Brano citato —
>>
Detto questo, vediamo cosa si evince da quanto è stato detto, dagli scienziati invitati al convegno di Sgarbi:

1. Il COVID è (stato) un pericolo a causa della sua possibile diffusione esponenziale. La pandemia avrebbe potuto degenerare se, come localmente avvenuto, avesse portato al collasso il sistema sanitario, e quindi le difese che la società ha eretto contro queste (e altre) eventualità;

2. In alcuni momenti, e soprattutto in alcune località piuttosto circoscritte, il pericolo di far collassare queste strutture è stato reale, ed è quindi stato giusto prendere misure drastiche. Fino a che punto drastiche? Qui si può discutere. Fino a che punto è stato opportuno estenderle a tutto il territorio nazionale? Qui si può discutere ancora di più;

3. La colpa maggiore di questa situazione è della politica, rea in primis di aver abbassato drasticamente il livello della sanità pubblica, in secundis di averlo centralizzato in mega-ospedali, veicoli ideali di diffusione virale, avendo affossato colpevolmente la medicina di territorio, fatta prevalentemente di cure a domicilio. In tertiis, rea di una serie di vaccate enormi, attuate soprattutto in Lombardia. È quindi intellettualmente disonesto incolpare lo jogging, la movida, e in generale i comportamenti poco disciplinati di una popolazione non adeguatamente informata;

4. La fase di pericolo appare di gran lunga superata, nel senso che il numero di casi è ancora sensibile (anche se sotto controllo), ma la virulenza del morbo è molto bassa;

5. È comunque impossibile aspettarci una costanza di curve in discesa, perché questo non avviene nemmeno con malattie diverse dal COVID, soggette anch'esse a fluttuazioni e picchi stagionali, anche su livelli non preoccupanti;

6. Appellarci a queste fluttuazioni irrisorie (come i morti che passano da 6 a 15 in un giorno, o i contagi da 200 a 300) per portare panico, è eticamente discutibile, e quantomeno sospetto. Soprattutto in un paese con l'economia già messa a dura prova, con settori come il turismo che non sappiamo se potranno risollevarsi mai;

7. Una eventuale (anzi, quasi certa) ripresa di virulenza del morbo, potrà essere affrontata con successo dalla medicina di territorio di cui sopra, utilizzando tempestivamente farmaci poco costosi e disponibili in abbondanza.

Si può essere o meno d'accordo con queste affermazioni (io sostanzialmente lo sono, per quanto possa importare). Ma di sicuro, non si può bollarle come affermazioni deliberatamente false, né pericolose. Chi le ha espresse, non merita l'appellativo di negazionista.

Etichettare un'opinione, senza andare a fondo, è un esercizio alquanto offensivo. Ma se a dare quest'etichetta sono politici di alto livello o un'informazione potente e allineata, poco avvezza a dare diritto di replica, allora ci si deve preoccupare anche per la democrazia.
<<
Voci elencate —
>>
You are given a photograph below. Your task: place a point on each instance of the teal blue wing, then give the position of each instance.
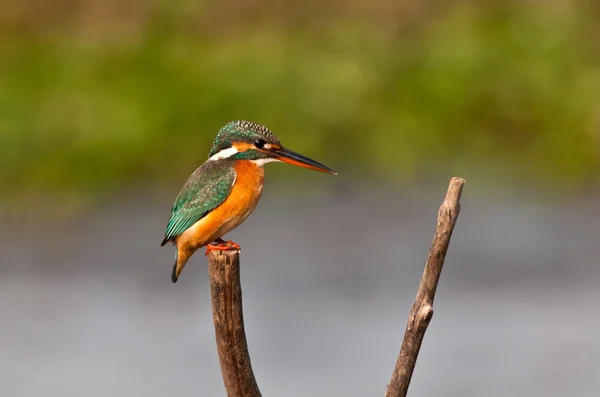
(204, 190)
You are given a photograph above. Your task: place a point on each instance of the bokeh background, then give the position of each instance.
(107, 106)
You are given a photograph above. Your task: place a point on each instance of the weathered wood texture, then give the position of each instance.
(422, 309)
(226, 295)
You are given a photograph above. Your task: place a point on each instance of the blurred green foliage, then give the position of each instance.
(514, 88)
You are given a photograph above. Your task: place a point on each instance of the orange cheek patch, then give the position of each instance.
(242, 146)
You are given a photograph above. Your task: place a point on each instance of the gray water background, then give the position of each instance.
(88, 309)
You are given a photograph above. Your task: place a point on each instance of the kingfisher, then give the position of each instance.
(224, 191)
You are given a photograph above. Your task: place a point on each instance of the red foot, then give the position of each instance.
(222, 245)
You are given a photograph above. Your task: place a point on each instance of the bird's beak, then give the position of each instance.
(290, 157)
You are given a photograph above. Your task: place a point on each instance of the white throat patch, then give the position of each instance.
(224, 154)
(262, 162)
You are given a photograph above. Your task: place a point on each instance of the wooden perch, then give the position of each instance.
(226, 295)
(422, 310)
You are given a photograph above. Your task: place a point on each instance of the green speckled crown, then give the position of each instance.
(241, 131)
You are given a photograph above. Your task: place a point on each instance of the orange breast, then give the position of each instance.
(240, 203)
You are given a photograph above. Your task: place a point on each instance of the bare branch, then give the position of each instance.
(422, 309)
(226, 295)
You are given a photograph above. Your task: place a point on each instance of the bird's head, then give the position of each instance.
(245, 140)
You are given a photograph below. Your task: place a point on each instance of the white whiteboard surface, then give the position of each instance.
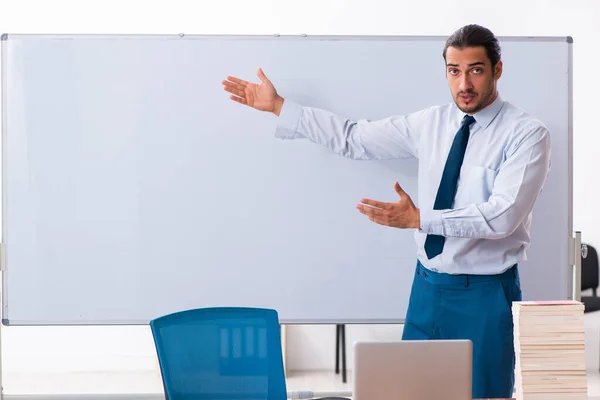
(133, 187)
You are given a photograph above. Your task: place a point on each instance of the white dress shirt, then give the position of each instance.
(506, 164)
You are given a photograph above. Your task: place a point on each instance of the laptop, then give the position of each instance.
(413, 370)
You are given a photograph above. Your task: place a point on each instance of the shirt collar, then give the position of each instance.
(487, 115)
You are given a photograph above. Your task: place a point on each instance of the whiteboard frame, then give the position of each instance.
(569, 268)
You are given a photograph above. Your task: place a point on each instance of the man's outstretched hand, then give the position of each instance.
(262, 97)
(401, 214)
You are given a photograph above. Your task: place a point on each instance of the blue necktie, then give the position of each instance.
(445, 196)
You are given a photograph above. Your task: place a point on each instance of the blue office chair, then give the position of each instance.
(220, 353)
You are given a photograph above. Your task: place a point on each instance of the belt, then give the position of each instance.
(440, 278)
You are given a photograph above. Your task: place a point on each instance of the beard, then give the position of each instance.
(473, 107)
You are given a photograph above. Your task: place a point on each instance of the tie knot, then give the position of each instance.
(467, 120)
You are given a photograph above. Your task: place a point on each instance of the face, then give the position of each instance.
(470, 77)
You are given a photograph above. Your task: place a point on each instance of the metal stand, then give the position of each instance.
(577, 251)
(340, 346)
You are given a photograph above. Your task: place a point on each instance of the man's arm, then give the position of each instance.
(516, 189)
(392, 137)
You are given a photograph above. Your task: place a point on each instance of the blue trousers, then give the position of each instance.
(474, 307)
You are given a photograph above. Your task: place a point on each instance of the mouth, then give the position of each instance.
(467, 98)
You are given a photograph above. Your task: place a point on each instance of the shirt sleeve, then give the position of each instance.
(392, 137)
(516, 189)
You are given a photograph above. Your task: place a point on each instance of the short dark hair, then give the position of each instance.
(473, 36)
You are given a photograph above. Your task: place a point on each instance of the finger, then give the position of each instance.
(380, 221)
(239, 93)
(233, 85)
(261, 75)
(238, 80)
(375, 203)
(371, 211)
(239, 100)
(399, 189)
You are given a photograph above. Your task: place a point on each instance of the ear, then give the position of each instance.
(498, 70)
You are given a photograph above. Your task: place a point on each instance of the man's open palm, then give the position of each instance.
(261, 96)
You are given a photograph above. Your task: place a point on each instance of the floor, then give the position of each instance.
(147, 383)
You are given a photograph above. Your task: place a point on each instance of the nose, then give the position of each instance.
(465, 83)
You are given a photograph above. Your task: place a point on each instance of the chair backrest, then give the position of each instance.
(589, 269)
(220, 353)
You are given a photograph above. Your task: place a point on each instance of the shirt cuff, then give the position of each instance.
(431, 222)
(289, 117)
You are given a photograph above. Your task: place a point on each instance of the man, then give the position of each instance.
(471, 232)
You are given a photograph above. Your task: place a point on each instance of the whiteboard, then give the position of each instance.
(134, 187)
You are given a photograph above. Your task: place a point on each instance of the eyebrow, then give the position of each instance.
(470, 65)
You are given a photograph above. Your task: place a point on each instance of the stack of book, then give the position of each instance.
(550, 350)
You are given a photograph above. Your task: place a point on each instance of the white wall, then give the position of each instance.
(310, 347)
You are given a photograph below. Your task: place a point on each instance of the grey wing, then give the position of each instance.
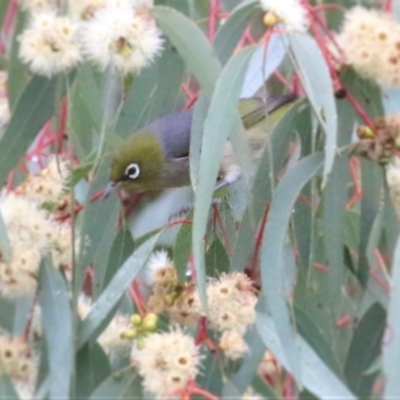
(173, 130)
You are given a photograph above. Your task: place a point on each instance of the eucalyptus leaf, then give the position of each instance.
(272, 254)
(57, 326)
(220, 118)
(115, 289)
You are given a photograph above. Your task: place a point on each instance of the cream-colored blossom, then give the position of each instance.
(5, 113)
(251, 394)
(36, 5)
(269, 368)
(49, 44)
(393, 182)
(50, 185)
(186, 310)
(111, 338)
(85, 9)
(30, 231)
(231, 301)
(160, 270)
(233, 344)
(167, 362)
(289, 12)
(19, 362)
(122, 38)
(370, 41)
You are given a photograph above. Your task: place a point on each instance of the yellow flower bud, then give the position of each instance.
(150, 322)
(140, 343)
(136, 319)
(129, 334)
(270, 19)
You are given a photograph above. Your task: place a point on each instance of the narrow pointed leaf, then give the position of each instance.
(115, 289)
(272, 254)
(191, 44)
(316, 80)
(217, 126)
(57, 325)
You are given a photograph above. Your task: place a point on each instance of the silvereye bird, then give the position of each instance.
(157, 156)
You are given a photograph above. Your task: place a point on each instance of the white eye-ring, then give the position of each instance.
(132, 171)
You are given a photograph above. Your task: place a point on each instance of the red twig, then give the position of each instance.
(218, 220)
(259, 240)
(343, 321)
(321, 267)
(212, 19)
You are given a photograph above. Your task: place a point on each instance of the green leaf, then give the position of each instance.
(7, 311)
(182, 250)
(123, 384)
(191, 44)
(5, 246)
(372, 185)
(243, 378)
(196, 135)
(272, 253)
(99, 229)
(262, 65)
(85, 113)
(230, 33)
(212, 378)
(121, 249)
(391, 348)
(154, 93)
(7, 391)
(310, 331)
(365, 347)
(57, 326)
(18, 76)
(115, 289)
(221, 117)
(316, 80)
(92, 367)
(335, 197)
(34, 108)
(262, 190)
(315, 375)
(217, 260)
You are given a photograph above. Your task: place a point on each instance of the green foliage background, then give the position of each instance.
(300, 307)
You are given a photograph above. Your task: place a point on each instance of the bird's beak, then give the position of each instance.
(110, 189)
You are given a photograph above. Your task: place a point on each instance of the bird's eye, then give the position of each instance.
(132, 171)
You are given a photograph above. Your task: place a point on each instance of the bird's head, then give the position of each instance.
(138, 163)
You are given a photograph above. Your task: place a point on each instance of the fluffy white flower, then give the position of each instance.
(20, 363)
(160, 269)
(111, 338)
(36, 5)
(50, 43)
(231, 301)
(370, 41)
(233, 344)
(49, 186)
(121, 37)
(289, 12)
(167, 362)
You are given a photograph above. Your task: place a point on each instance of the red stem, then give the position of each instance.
(213, 18)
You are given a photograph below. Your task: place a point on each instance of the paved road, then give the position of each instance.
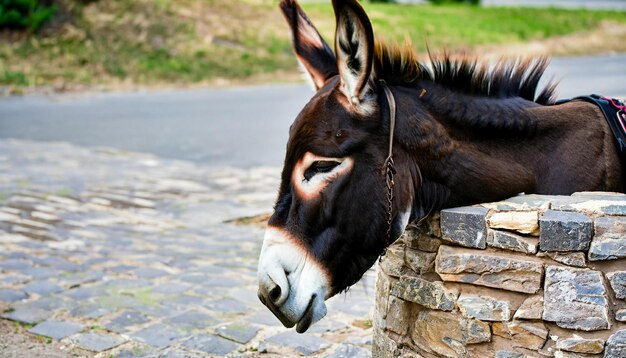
(242, 127)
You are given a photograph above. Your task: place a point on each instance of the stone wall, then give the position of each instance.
(531, 276)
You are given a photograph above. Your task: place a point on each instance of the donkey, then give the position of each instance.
(354, 176)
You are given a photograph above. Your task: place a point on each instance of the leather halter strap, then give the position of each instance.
(389, 166)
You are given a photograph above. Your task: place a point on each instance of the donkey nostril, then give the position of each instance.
(275, 293)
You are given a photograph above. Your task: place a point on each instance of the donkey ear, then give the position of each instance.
(354, 45)
(312, 51)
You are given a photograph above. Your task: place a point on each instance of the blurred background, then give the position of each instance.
(48, 47)
(141, 143)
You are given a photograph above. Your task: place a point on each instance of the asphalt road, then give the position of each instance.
(241, 127)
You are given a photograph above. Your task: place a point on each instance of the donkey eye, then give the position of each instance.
(322, 166)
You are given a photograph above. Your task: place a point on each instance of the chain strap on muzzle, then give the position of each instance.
(389, 169)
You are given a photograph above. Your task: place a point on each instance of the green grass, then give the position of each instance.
(466, 27)
(154, 42)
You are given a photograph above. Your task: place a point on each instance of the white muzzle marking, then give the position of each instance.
(302, 282)
(310, 189)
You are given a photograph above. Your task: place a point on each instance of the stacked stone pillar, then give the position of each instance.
(531, 276)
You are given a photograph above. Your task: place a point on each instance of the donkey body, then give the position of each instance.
(464, 133)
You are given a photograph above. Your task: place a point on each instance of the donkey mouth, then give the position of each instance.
(307, 318)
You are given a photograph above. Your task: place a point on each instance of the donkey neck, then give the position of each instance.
(462, 145)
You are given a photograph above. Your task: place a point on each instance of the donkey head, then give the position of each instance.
(331, 216)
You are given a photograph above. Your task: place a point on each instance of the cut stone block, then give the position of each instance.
(524, 334)
(575, 299)
(616, 345)
(419, 261)
(509, 241)
(465, 226)
(8, 295)
(564, 231)
(491, 269)
(56, 329)
(210, 344)
(392, 263)
(305, 344)
(617, 280)
(531, 308)
(97, 342)
(28, 314)
(447, 334)
(597, 204)
(484, 308)
(429, 294)
(398, 316)
(237, 331)
(576, 259)
(581, 345)
(525, 222)
(158, 335)
(609, 242)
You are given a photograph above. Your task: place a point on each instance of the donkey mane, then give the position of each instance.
(505, 79)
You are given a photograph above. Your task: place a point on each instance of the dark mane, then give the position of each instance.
(505, 79)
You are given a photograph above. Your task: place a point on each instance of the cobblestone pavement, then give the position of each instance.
(124, 254)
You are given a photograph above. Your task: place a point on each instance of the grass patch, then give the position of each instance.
(154, 42)
(465, 27)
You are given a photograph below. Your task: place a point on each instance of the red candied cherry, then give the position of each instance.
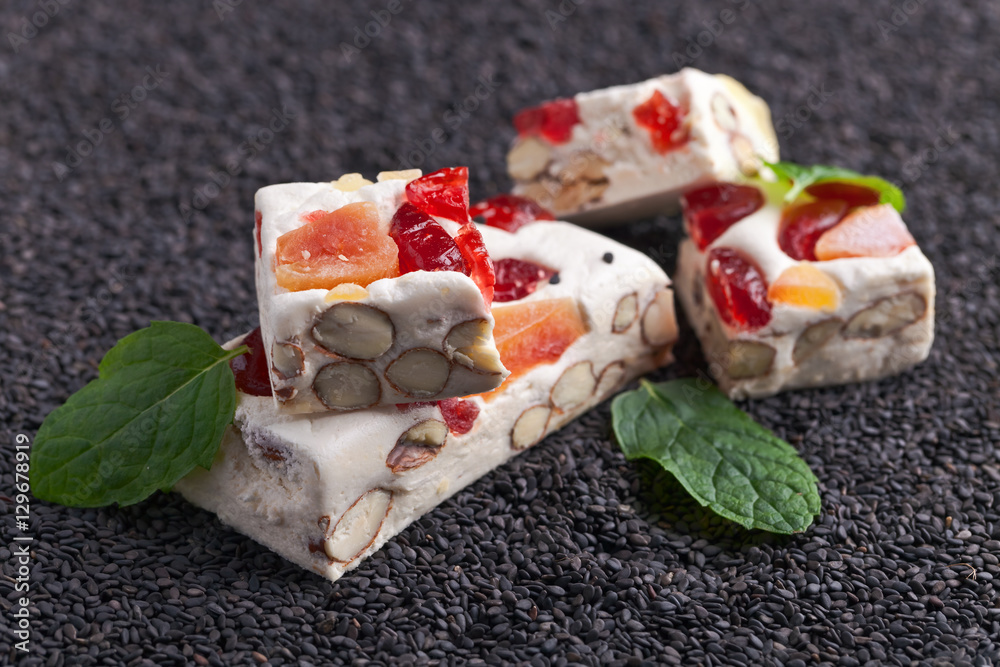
(854, 195)
(423, 244)
(459, 415)
(509, 212)
(553, 120)
(477, 259)
(803, 224)
(444, 193)
(250, 368)
(738, 289)
(517, 279)
(712, 209)
(258, 218)
(661, 119)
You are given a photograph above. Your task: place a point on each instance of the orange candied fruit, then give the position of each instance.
(334, 247)
(805, 286)
(871, 231)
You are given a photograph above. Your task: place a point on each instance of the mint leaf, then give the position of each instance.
(802, 177)
(721, 456)
(159, 408)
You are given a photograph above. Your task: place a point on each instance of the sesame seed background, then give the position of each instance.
(568, 555)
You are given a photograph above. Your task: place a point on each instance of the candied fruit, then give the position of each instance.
(738, 289)
(535, 332)
(662, 120)
(444, 193)
(516, 279)
(477, 259)
(458, 414)
(553, 121)
(423, 244)
(712, 209)
(510, 212)
(873, 231)
(334, 247)
(803, 224)
(250, 368)
(806, 286)
(853, 195)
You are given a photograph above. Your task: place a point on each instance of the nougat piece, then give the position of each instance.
(326, 490)
(374, 293)
(827, 289)
(626, 152)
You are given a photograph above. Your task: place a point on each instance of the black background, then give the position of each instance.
(568, 554)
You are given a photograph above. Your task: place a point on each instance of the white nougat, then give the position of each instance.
(609, 171)
(882, 324)
(356, 347)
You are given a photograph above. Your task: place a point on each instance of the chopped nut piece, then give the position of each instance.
(886, 316)
(724, 114)
(747, 359)
(354, 330)
(417, 446)
(574, 386)
(347, 386)
(530, 426)
(625, 313)
(419, 373)
(584, 165)
(351, 182)
(403, 175)
(814, 337)
(659, 326)
(577, 193)
(528, 159)
(287, 360)
(468, 344)
(358, 527)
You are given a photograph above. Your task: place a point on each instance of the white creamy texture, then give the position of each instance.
(641, 181)
(289, 481)
(422, 306)
(862, 282)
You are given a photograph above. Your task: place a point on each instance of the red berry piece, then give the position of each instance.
(662, 120)
(459, 415)
(477, 259)
(803, 224)
(553, 120)
(443, 193)
(854, 195)
(738, 289)
(509, 212)
(711, 210)
(250, 368)
(423, 244)
(257, 220)
(517, 279)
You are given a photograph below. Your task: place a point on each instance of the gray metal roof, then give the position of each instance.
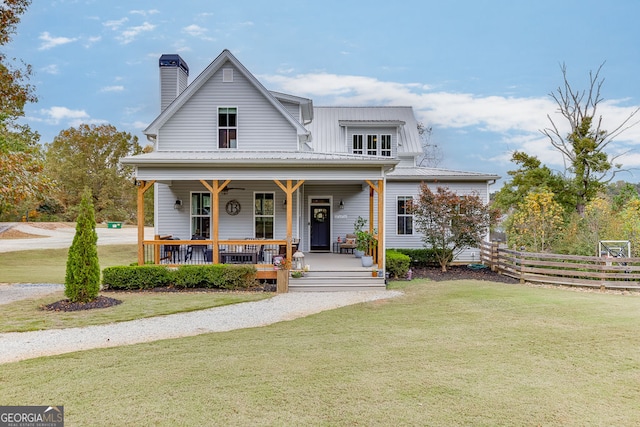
(418, 173)
(328, 122)
(247, 158)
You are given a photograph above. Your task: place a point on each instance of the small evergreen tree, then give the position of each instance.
(82, 280)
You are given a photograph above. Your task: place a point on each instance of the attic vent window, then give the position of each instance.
(227, 75)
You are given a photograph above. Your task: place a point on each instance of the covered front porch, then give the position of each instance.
(223, 209)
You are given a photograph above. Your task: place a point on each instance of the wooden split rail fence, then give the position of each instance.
(571, 270)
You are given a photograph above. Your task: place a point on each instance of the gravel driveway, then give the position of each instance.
(26, 345)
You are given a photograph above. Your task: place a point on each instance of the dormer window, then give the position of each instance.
(227, 127)
(385, 145)
(372, 145)
(357, 148)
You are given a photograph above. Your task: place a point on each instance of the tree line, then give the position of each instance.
(46, 182)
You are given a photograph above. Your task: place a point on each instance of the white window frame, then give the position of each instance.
(233, 143)
(372, 144)
(385, 145)
(357, 143)
(404, 215)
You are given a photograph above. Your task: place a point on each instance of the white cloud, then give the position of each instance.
(139, 125)
(512, 123)
(55, 115)
(117, 88)
(145, 13)
(128, 35)
(116, 24)
(49, 42)
(91, 41)
(51, 69)
(194, 30)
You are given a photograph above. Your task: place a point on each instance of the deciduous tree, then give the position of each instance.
(449, 222)
(535, 222)
(584, 146)
(21, 160)
(89, 156)
(531, 176)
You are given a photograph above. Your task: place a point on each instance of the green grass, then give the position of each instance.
(25, 315)
(446, 353)
(49, 265)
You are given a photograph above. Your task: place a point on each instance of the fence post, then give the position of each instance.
(495, 256)
(521, 262)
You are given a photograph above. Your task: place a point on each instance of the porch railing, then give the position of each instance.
(164, 250)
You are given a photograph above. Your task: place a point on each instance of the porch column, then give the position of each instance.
(143, 186)
(215, 190)
(289, 189)
(379, 188)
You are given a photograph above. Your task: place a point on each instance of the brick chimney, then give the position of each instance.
(174, 78)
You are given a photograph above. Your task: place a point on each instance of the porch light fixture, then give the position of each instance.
(298, 261)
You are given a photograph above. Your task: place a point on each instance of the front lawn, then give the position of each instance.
(446, 353)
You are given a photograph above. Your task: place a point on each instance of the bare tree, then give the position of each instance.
(583, 148)
(432, 153)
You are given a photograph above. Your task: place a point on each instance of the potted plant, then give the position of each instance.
(365, 241)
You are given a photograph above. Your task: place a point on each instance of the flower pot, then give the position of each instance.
(367, 260)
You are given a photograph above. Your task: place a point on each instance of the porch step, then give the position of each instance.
(336, 281)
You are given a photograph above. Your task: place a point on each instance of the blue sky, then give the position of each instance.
(479, 73)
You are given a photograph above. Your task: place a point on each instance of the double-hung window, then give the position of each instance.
(264, 215)
(404, 216)
(372, 145)
(357, 145)
(385, 145)
(227, 127)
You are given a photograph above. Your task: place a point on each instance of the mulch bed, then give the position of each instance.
(66, 305)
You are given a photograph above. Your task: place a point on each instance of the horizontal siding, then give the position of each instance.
(170, 221)
(355, 197)
(292, 108)
(260, 125)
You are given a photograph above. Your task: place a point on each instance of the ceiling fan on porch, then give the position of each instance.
(227, 189)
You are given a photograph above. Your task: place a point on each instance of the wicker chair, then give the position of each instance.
(349, 244)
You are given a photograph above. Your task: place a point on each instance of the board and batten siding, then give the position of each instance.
(395, 189)
(260, 125)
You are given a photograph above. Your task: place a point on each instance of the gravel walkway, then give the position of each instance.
(26, 345)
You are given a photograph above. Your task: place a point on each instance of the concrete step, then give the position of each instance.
(335, 281)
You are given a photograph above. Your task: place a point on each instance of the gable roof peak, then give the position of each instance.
(225, 56)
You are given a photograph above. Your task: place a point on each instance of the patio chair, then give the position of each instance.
(349, 244)
(189, 254)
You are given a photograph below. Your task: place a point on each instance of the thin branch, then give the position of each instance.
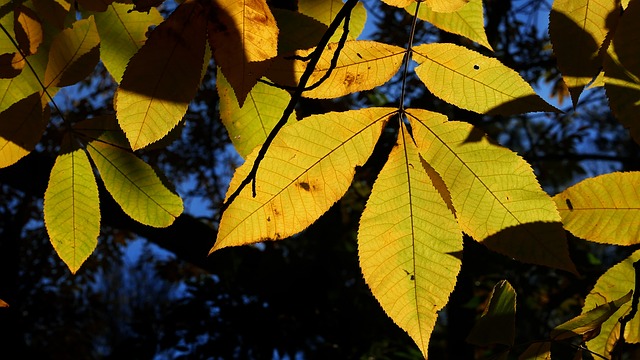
(295, 98)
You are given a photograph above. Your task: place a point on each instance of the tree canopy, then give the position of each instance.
(418, 171)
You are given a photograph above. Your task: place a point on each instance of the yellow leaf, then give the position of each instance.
(603, 209)
(122, 34)
(21, 127)
(362, 65)
(468, 21)
(241, 33)
(472, 81)
(72, 209)
(497, 198)
(73, 55)
(578, 29)
(409, 243)
(326, 11)
(446, 6)
(134, 185)
(307, 168)
(622, 71)
(248, 126)
(162, 77)
(612, 285)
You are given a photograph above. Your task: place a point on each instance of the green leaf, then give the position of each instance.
(497, 199)
(72, 208)
(409, 243)
(162, 77)
(588, 323)
(468, 21)
(601, 208)
(73, 55)
(248, 126)
(134, 185)
(614, 284)
(307, 168)
(472, 81)
(497, 325)
(122, 34)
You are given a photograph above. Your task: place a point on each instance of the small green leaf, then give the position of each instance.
(135, 185)
(71, 208)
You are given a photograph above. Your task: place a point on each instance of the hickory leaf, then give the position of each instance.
(622, 71)
(601, 208)
(307, 168)
(134, 185)
(497, 199)
(73, 55)
(242, 34)
(21, 127)
(162, 77)
(409, 244)
(614, 284)
(325, 12)
(122, 34)
(71, 208)
(248, 126)
(362, 65)
(577, 29)
(468, 21)
(472, 81)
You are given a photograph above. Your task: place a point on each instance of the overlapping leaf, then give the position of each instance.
(362, 65)
(243, 34)
(622, 71)
(326, 11)
(122, 34)
(409, 244)
(73, 55)
(308, 167)
(71, 208)
(497, 198)
(578, 29)
(134, 185)
(614, 284)
(248, 126)
(163, 77)
(21, 127)
(472, 81)
(468, 21)
(603, 209)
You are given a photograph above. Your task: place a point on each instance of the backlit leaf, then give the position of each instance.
(614, 284)
(622, 71)
(602, 209)
(577, 29)
(242, 33)
(589, 322)
(472, 81)
(409, 244)
(162, 77)
(122, 33)
(308, 167)
(362, 65)
(72, 208)
(497, 325)
(135, 186)
(468, 21)
(326, 11)
(73, 55)
(497, 198)
(248, 126)
(21, 127)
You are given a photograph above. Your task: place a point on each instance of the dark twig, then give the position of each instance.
(295, 98)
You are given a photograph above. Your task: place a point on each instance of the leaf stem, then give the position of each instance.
(295, 98)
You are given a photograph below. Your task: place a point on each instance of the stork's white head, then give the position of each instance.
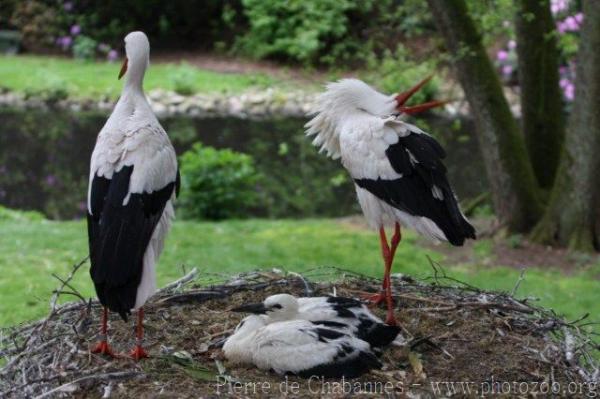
(276, 307)
(137, 58)
(350, 97)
<<
Consegna — Riporta parola per parola il tratto del brano citato che va da "6. Appellarci a" fino a "disponibili in abbondanza.".

Risposta —
6. Appellarci a queste fluttuazioni irrisorie (come i morti che passano da 6 a 15 in un giorno, o i contagi da 200 a 300) per portare panico, è eticamente discutibile, e quantomeno sospetto. Soprattutto in un paese con l'economia già messa a dura prova, con settori come il turismo che non sappiamo se potranno risollevarsi mai;

7. Una eventuale (anzi, quasi certa) ripresa di virulenza del morbo, potrà essere affrontata con successo dalla medicina di territorio di cui sopra, utilizzando tempestivamente farmaci poco costosi e disponibili in abbondanza.